§ DIRECTION:
Copy all the material below, requests included, but scale each answer coordinate (the points after every "Target:" line) by 2, rounding to whole numbers with halves going up. Leave the pictures out.
[START MATERIAL FOR THIS EXERCISE]
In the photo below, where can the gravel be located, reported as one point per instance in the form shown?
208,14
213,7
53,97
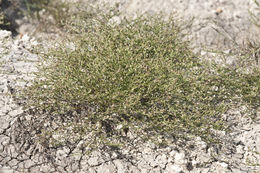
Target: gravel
241,147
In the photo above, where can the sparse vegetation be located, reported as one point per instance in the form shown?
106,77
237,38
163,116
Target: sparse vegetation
138,76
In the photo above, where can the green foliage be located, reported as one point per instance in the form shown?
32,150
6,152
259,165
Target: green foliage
137,75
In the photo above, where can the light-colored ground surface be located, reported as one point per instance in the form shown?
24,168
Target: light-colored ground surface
240,153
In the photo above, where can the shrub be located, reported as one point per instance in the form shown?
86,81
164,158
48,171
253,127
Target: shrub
137,76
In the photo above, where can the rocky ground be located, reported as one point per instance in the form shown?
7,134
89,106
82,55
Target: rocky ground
240,151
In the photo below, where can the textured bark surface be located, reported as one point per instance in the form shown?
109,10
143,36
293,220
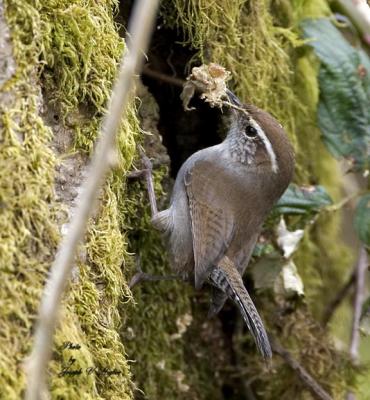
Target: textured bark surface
57,63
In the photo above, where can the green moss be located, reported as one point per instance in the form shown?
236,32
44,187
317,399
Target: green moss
258,41
71,49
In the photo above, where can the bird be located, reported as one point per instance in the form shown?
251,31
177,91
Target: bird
221,197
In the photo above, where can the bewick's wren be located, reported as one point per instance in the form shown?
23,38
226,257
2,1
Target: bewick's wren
221,197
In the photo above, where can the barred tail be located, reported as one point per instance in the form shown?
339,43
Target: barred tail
227,278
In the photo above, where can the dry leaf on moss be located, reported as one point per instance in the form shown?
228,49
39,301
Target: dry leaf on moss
210,81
[END MATERIAL FOR THIS EXERCISE]
§ FINISHED TASK:
In the photo below, where can the gravel be located, reported as one point per instance in the form shown?
208,14
213,7
53,97
Target: gravel
482,294
In the photo above, where can the sparse vegetation be located, reported as one point per instance in the form shown?
106,77
237,38
163,116
Target: sparse vegetation
276,152
In the photo above, where can the green foliage be located, reported as one point per instance in the form shown?
32,150
6,152
259,165
Target: green foliage
274,150
In the photo above, where can the light-colored ground surface be located, reported as one point per instance in the form shown?
24,168
Target: light-colored ground surface
480,306
In the photo above, where can the shrub be located, reported as one point per instance in the form shown?
86,81
164,158
48,171
253,127
Target: shrub
274,152
In the photo above, where can the rocky ground be located, reported as one point per instance in the form shown?
7,134
89,106
82,55
Target: rocky ground
480,302
In the photo below, where can the textured bark surface be located, reported as one point per instance in the form shown?
109,10
143,36
293,220
Target: textured bark surface
114,126
In the photo above, where can the green moss be located, reported as one point per instance in the form shown?
236,32
44,187
317,399
Target: green moss
516,82
142,98
In the photo above, where can the bird be located, reported as one point per instance in the form shown?
251,31
177,91
Target: bird
442,394
In the photo above, where can the bewick's wren be located, reported as one point per instance in the form shown?
23,38
226,257
2,1
Target: bewick's wren
442,394
In the photo above, where can the barred tail be located, reported as one point per instance in the form shown?
339,43
Target: barred tail
454,556
In the photo above, where can the dry leaf on moss be located, reported as one point per instance in the form shown?
228,49
39,301
Target: dry leaf on moss
420,162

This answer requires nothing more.